▼▼▼
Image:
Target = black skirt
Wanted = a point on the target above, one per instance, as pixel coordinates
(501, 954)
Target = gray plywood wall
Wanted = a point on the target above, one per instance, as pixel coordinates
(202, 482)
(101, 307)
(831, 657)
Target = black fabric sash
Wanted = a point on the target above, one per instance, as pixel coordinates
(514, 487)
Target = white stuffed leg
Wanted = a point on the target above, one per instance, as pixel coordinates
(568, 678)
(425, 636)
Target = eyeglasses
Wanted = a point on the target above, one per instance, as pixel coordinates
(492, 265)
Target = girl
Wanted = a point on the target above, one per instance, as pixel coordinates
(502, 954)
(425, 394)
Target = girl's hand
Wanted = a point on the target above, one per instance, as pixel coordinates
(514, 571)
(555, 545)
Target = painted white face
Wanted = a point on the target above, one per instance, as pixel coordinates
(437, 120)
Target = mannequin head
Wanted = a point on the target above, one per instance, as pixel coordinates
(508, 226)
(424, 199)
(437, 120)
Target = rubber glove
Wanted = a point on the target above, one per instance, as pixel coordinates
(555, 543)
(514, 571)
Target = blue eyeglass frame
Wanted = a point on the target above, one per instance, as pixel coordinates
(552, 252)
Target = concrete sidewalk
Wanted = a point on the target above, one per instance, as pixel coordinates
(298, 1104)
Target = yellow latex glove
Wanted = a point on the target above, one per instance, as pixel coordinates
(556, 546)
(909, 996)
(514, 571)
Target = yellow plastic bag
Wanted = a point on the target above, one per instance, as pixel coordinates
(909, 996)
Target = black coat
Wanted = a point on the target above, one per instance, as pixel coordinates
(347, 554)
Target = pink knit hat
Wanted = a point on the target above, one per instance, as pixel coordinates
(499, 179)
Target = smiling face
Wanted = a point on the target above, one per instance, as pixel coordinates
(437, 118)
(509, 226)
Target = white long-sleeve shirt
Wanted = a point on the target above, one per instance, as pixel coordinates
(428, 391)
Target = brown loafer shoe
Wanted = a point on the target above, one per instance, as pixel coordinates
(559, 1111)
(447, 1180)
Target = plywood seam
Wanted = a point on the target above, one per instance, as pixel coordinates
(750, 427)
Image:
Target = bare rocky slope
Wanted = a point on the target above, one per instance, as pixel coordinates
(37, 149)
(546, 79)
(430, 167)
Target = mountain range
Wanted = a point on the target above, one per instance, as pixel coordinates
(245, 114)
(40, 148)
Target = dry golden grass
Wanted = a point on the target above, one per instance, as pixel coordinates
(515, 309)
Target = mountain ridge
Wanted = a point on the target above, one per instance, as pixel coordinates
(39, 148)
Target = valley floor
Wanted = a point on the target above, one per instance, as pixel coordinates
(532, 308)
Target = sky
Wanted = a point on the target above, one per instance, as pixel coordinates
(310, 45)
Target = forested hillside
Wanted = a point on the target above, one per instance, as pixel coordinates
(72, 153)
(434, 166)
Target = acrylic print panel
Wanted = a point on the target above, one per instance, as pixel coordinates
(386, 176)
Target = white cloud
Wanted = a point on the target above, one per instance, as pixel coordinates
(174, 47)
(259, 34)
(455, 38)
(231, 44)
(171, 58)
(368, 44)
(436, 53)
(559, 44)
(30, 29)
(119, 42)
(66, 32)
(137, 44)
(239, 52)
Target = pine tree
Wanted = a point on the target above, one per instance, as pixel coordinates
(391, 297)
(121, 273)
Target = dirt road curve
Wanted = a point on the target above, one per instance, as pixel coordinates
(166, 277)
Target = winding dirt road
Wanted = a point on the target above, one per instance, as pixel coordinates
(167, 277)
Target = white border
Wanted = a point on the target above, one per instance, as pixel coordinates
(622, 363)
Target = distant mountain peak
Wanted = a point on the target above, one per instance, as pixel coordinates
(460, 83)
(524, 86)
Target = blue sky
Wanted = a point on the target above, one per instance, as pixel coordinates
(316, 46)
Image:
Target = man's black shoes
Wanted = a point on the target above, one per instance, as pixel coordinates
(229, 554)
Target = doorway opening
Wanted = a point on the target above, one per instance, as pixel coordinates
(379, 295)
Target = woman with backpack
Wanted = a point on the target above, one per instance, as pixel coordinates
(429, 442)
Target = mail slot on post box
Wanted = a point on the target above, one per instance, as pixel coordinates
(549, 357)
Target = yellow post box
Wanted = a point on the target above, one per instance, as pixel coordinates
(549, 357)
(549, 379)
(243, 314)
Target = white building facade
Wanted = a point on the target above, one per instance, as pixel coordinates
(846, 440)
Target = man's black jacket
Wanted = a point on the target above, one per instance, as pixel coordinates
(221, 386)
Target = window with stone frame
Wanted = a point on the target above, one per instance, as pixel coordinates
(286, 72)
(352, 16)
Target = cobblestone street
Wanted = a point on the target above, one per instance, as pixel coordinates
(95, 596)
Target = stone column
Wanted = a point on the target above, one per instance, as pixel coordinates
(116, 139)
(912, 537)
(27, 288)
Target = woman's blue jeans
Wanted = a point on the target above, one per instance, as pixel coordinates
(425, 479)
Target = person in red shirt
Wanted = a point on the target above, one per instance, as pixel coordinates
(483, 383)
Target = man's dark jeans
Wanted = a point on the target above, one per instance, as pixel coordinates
▲▲▲
- WHAT IS REQUIRED: Print the entries exactly. Include every one.

- OUTPUT:
Image:
Target = black skirt
Wanted = a point on the target above, one per instance, as pixel coordinates
(501, 954)
Target = gray plywood wall
Wanted = a point on the target above, one per instance, as pixel coordinates
(202, 482)
(101, 307)
(831, 657)
Target = black fabric sash
Wanted = a point on the target above, one per instance, as pixel coordinates
(514, 487)
Target = white stuffed leg
Wanted = a point on the target above, one per instance, as pixel coordinates
(568, 678)
(425, 636)
Target = eyeglasses
Wanted = a point on the target above, one per instance, as pixel coordinates
(492, 265)
Target = girl
Wanted = a point on the target above, one per instance, as pixel coordinates
(502, 954)
(425, 394)
Target = girl's hand
Wanted = a point on the target above, one per instance, as pixel coordinates
(514, 571)
(555, 545)
Target = painted white face
Wanted = a point on the target above, one per instance, as pixel coordinates
(437, 120)
Target = mannequin head
Wanted = a point on the target above, one per instance, as pixel coordinates
(508, 226)
(424, 199)
(437, 120)
Target = rubber glove
Wanted = a point on the target above, one per instance, as pixel coordinates
(555, 543)
(514, 571)
Target = blue eyeglass frame
Wanted = a point on the target above, one per instance, as pixel coordinates
(552, 252)
Target = concrete sidewalk
Wanted = a point on the target above, one per instance, as pixel coordinates
(298, 1104)
Target = yellow latex glove
Wanted = a point on the target above, one per instance, as pixel coordinates
(556, 546)
(909, 996)
(514, 571)
Target = yellow plastic bag
Wanted = a point on the target above, one per instance, as pixel coordinates
(909, 996)
Target = black coat
Wanted = a point on the target above, one per instance, as pixel coordinates
(347, 554)
Target = pink knit hat
Wanted = a point on the target above, one per instance, as pixel coordinates
(499, 179)
Target = smiling face
Wanted = a point on the target above, one per instance, as pixel coordinates
(437, 118)
(509, 226)
Target = white long-sleeve shirt
Wanted = a point on the target above, one per instance, as pixel coordinates
(428, 391)
Target = brown loafer shoe
Wanted = a point on the target above, one per instance, as pixel coordinates
(559, 1111)
(447, 1180)
Target = plywood seam
Wanted = a point on the target above, one per instance, as pixel coordinates
(750, 427)
Image:
Target = bare rocky slope
Wanted = a point on the target above, one per instance, as pixel coordinates
(37, 149)
(546, 79)
(430, 167)
Target = mountain range
Wanted = a point on the target above, one per instance, as pixel coordinates
(245, 114)
(40, 148)
Target = dry golden grass
Wanted = a point on the target above, one per instance, as pixel coordinates
(515, 309)
Target = mountain ridge
Wanted = a point on the target above, one per instance, as pixel coordinates
(39, 148)
Target = valley floor
Wanted = a point on the target above, one per instance, as pixel coordinates
(532, 308)
Target = sky
Wanted = a point on the target above, one per instance, as pixel coordinates
(310, 45)
Target = forested hillside
Wanted = a point on the target above, one per instance, as pixel coordinates
(72, 153)
(434, 166)
Target = acrylic print panel
Wanted = a point on the target above, one per instance, as pixel coordinates
(386, 176)
Target = white cloud
Wanted = a point on the target above, one per instance, as pixel coordinates
(174, 47)
(259, 34)
(455, 38)
(231, 44)
(171, 58)
(368, 44)
(436, 53)
(559, 44)
(30, 29)
(119, 42)
(66, 32)
(137, 44)
(239, 52)
Target = pine tree
Wanted = a point on the target above, one per instance, as pixel coordinates
(391, 297)
(121, 273)
Target = dirt road curve
Wanted = a point on the target above, one per instance, as pixel coordinates
(166, 277)
Target = winding dirt road
Wanted = a point on the target above, one per instance, as pixel coordinates
(167, 277)
Target = white border
Wanted = a point on the target above, one per instance, as pixel coordinates
(622, 363)
Target = distant mountain peak
Wanted = a point on the target above, one per instance, as pixel coordinates
(460, 83)
(524, 86)
Target = blue sky
Wanted = a point on the target above, one per instance, as pixel coordinates
(316, 46)
Image:
Target = man's black shoes
Wanted = a point on the target above, one per instance, as pixel coordinates
(229, 554)
Target = doorway opening
Wanted = a point on the target above, one per instance, as pixel coordinates
(379, 295)
Target = woman with backpack
Wanted = a point on the target above, one per instance, as pixel coordinates
(429, 442)
Target = mail slot on post box
Wanted = a point on the target above, one per instance, as pixel coordinates
(549, 357)
Target = yellow post box
Wanted = a point on the target above, one per instance, as pixel coordinates
(549, 357)
(549, 379)
(243, 314)
Target = white building facade
Wanted = a point on the target above, one per instance, as pixel coordinates
(846, 440)
Target = man's black jacket
Wanted = a point on the target above, one per instance, as pixel coordinates
(221, 386)
Target = window with stone frame
Wanted = a point on the target above, one per instance, as pixel coordinates
(286, 72)
(352, 16)
Target = cobblestone street
Wanted = a point on the target above, one per instance, as pixel coordinates
(95, 596)
Target = stone column
Wanted = a point on the target above, one per instance, as pixel coordinates
(116, 139)
(912, 537)
(27, 288)
Target = woman's blue jeans
Wanted = a point on the target above, one per instance, as pixel coordinates
(425, 479)
Target = person in red shirt
Wanted = a point on the target above, one per instance, as pixel coordinates
(483, 383)
Target = man's dark jeans
Wanted = a point on the target above, one per instance, as pixel coordinates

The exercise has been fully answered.